Given request →
State how many lines of the data below contain the word "emblem". Give only the number.

Input material →
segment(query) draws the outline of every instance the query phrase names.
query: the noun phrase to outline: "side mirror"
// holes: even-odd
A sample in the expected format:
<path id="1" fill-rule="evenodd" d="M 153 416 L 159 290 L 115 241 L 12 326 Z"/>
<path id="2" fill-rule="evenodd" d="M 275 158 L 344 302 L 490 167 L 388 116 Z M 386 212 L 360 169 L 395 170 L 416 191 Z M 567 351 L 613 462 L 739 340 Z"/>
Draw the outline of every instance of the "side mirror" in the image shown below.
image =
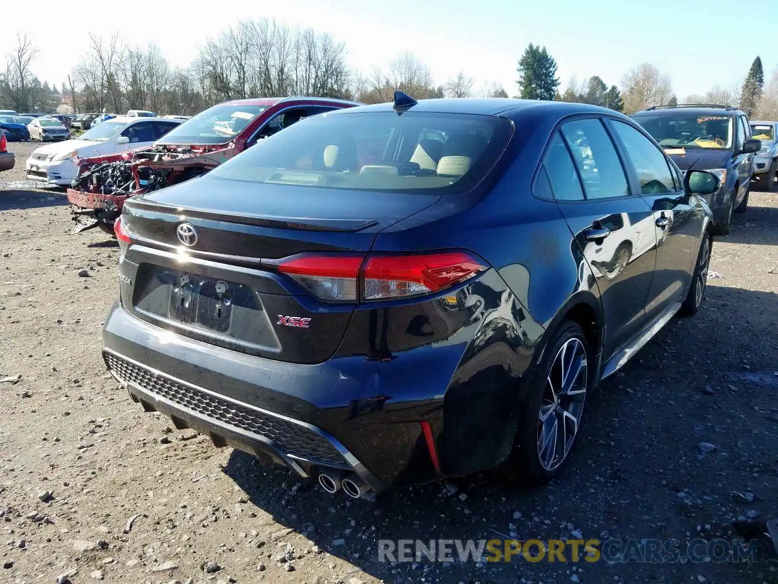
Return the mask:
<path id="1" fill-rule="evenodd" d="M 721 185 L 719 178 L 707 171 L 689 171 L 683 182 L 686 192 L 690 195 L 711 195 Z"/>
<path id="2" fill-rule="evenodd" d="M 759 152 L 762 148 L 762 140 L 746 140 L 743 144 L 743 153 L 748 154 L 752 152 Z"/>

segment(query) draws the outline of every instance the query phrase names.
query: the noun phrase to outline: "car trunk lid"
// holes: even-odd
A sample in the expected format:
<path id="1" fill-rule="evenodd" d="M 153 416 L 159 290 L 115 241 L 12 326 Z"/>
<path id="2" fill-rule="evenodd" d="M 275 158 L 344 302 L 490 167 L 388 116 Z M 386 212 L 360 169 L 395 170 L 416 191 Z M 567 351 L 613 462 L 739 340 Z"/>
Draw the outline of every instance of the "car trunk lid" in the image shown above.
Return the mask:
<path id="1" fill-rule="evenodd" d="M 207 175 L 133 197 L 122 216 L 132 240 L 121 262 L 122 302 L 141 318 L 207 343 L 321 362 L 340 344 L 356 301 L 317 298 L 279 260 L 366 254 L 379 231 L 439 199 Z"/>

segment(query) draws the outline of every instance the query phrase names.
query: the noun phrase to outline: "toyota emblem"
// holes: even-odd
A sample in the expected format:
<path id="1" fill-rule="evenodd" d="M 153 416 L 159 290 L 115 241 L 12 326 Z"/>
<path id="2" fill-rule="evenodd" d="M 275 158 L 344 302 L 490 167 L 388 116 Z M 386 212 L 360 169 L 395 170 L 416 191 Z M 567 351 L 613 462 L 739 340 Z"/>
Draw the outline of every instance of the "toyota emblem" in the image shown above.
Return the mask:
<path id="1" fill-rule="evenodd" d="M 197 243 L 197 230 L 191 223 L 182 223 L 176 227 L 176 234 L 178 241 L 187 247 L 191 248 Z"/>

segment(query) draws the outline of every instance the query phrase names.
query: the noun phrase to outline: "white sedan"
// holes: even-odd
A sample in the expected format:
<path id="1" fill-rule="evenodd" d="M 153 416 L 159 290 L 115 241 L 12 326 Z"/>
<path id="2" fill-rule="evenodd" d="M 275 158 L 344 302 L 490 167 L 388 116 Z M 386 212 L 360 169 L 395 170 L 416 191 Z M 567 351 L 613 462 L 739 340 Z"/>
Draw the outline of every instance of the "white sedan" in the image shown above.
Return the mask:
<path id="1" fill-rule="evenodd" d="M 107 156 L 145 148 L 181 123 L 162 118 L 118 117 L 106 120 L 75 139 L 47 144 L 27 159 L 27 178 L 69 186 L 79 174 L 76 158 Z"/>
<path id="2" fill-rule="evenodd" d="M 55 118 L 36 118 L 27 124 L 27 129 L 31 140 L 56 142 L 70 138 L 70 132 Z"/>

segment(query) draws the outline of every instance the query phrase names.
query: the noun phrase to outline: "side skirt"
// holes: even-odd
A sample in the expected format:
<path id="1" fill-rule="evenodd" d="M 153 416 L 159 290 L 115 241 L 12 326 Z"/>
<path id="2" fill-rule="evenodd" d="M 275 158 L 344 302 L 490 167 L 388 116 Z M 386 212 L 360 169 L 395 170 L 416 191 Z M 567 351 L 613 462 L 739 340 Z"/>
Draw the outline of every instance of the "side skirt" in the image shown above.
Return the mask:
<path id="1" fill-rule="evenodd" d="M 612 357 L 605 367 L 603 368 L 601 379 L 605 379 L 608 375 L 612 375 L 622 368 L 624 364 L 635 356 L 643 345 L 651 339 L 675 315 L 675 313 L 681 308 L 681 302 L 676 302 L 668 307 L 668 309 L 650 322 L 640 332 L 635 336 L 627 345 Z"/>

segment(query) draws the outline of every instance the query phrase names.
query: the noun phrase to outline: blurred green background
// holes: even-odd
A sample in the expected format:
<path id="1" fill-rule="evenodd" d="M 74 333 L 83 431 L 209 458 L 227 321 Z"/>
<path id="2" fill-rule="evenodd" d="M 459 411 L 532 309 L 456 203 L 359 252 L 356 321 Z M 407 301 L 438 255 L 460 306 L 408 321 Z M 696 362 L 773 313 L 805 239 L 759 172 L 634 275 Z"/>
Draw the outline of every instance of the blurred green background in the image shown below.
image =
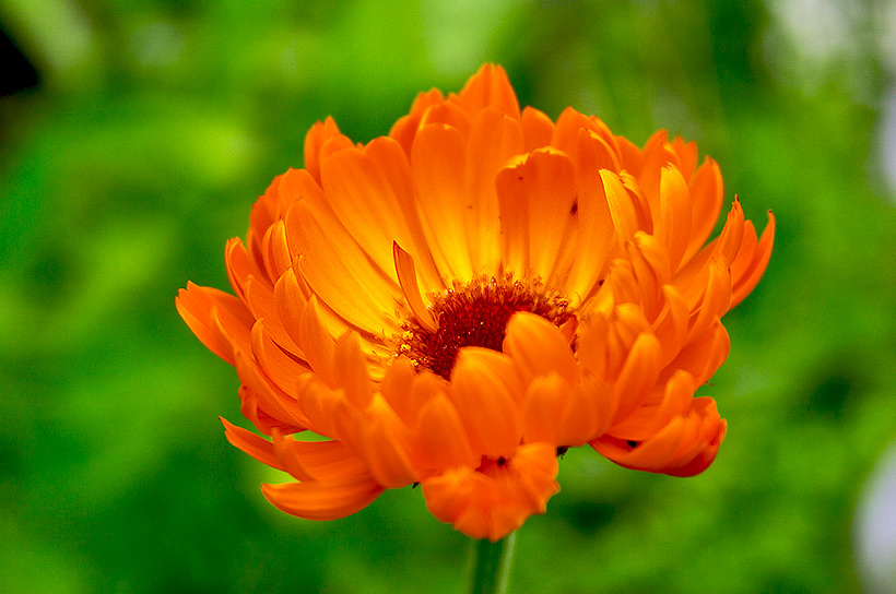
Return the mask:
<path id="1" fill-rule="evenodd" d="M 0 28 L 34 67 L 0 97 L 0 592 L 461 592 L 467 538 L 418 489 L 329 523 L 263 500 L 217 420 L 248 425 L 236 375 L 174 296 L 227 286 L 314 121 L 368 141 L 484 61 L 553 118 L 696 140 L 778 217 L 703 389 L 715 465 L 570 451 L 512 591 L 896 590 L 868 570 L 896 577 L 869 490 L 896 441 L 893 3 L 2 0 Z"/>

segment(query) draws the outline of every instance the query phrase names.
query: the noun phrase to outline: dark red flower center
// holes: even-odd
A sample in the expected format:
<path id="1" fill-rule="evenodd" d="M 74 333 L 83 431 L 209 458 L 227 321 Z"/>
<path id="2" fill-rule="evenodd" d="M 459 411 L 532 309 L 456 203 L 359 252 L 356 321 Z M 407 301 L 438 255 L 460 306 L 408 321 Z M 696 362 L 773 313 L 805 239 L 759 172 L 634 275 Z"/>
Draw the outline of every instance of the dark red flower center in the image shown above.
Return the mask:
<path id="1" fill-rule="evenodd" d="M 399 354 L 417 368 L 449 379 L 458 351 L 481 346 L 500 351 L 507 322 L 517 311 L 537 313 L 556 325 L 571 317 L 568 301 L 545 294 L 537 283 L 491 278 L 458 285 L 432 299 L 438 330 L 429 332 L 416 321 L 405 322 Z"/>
--
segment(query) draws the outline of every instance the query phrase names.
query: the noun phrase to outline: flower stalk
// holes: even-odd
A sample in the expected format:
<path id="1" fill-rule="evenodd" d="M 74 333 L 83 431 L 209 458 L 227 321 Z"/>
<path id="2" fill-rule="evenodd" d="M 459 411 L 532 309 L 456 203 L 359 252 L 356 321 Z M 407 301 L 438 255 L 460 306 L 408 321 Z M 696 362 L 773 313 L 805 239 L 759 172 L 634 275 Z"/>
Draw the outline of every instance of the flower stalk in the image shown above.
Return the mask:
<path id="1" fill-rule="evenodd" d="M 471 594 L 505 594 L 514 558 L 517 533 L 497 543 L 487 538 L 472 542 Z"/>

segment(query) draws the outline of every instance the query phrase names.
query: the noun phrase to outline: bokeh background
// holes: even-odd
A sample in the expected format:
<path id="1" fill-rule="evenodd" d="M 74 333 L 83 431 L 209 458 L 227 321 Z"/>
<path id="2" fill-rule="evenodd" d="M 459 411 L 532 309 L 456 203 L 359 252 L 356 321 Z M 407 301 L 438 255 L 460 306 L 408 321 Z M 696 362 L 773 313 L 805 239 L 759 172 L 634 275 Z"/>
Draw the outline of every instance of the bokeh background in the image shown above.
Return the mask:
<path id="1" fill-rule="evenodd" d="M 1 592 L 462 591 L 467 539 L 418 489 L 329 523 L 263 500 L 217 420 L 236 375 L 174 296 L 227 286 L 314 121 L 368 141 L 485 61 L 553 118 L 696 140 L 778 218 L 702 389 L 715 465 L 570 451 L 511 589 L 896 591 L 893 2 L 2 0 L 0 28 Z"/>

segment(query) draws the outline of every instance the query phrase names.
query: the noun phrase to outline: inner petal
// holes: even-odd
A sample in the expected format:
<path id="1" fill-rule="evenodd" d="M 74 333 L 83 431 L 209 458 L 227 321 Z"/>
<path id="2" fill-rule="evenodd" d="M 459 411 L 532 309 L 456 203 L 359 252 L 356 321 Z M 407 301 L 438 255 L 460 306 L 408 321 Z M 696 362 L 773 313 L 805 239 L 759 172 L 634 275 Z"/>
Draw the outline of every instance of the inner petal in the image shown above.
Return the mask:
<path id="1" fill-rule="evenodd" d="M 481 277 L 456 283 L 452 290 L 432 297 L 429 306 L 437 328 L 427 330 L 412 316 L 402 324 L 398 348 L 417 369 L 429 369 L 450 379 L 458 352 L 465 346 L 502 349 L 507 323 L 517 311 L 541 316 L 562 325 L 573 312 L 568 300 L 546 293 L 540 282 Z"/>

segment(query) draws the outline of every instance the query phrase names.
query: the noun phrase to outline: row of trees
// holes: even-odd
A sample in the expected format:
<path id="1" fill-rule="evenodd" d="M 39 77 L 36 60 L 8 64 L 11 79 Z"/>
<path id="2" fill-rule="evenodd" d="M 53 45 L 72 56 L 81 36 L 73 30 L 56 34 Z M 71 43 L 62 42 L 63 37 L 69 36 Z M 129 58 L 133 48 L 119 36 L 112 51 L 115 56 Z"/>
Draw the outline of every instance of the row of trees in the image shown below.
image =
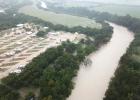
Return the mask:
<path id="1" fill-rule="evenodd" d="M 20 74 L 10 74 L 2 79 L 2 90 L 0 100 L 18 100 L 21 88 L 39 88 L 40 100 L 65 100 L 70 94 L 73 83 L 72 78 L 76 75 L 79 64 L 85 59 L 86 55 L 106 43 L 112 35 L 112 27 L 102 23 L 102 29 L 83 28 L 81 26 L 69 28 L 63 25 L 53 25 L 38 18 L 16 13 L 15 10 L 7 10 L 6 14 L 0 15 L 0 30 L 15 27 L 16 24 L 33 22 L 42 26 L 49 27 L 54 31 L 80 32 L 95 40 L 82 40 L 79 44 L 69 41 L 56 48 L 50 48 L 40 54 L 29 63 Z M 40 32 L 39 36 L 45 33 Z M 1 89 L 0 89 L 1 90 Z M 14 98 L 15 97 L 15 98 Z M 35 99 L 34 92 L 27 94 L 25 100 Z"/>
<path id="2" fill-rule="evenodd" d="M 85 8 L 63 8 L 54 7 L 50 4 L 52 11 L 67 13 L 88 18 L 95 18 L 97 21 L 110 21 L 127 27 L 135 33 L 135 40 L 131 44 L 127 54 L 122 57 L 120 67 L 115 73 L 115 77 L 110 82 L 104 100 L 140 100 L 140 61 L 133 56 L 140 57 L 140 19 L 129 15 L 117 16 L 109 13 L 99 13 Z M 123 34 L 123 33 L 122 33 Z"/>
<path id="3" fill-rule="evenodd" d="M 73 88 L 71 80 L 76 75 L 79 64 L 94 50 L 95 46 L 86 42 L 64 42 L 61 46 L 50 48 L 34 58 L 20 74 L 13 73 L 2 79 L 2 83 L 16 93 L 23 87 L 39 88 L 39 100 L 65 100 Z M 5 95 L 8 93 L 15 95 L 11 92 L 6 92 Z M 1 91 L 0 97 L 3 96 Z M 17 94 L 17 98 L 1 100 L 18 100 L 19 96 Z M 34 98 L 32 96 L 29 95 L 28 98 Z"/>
* * *
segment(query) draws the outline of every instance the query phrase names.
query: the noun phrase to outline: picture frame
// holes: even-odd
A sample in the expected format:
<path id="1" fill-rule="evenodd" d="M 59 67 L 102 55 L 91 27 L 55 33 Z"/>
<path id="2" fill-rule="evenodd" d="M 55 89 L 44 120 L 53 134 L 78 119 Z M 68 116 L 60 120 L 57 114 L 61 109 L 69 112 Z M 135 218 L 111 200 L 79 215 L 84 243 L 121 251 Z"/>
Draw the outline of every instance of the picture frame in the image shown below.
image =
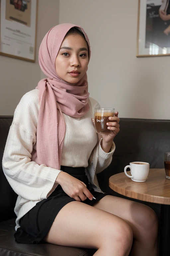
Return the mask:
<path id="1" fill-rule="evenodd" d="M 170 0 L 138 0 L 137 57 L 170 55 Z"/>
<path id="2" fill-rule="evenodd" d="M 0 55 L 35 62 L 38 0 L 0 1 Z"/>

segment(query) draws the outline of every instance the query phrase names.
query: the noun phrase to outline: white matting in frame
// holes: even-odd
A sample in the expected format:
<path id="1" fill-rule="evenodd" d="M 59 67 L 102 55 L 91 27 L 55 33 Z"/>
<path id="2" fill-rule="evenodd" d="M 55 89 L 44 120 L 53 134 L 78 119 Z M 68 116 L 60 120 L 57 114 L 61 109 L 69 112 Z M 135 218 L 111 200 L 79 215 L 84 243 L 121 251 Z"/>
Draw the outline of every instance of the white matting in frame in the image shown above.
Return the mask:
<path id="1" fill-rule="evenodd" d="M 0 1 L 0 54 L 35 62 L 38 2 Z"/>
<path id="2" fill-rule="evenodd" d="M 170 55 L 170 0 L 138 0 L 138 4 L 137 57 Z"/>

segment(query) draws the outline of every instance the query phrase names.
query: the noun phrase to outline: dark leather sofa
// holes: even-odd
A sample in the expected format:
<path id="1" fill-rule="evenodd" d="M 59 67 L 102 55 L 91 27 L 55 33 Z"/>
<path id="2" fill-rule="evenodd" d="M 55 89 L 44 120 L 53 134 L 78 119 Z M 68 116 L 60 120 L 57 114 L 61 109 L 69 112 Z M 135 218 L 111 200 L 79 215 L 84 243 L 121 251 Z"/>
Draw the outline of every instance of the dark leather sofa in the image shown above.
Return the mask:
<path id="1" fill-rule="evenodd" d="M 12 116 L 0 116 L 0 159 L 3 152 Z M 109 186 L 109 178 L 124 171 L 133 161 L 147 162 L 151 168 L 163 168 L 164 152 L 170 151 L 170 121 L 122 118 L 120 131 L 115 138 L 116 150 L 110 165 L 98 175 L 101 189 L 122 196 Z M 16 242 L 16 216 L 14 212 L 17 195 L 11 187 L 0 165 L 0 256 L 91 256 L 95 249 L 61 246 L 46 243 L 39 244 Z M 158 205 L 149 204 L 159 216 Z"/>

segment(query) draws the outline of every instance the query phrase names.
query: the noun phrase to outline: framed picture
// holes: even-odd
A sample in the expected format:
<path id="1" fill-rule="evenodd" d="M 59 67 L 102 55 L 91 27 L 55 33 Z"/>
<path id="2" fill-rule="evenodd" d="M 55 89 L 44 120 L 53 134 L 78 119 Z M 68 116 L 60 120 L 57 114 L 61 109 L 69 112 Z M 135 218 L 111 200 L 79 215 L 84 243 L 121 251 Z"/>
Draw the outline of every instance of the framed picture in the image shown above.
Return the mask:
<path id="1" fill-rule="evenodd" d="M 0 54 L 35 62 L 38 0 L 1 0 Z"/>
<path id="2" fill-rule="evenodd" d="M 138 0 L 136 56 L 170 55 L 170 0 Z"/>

Answer below →
2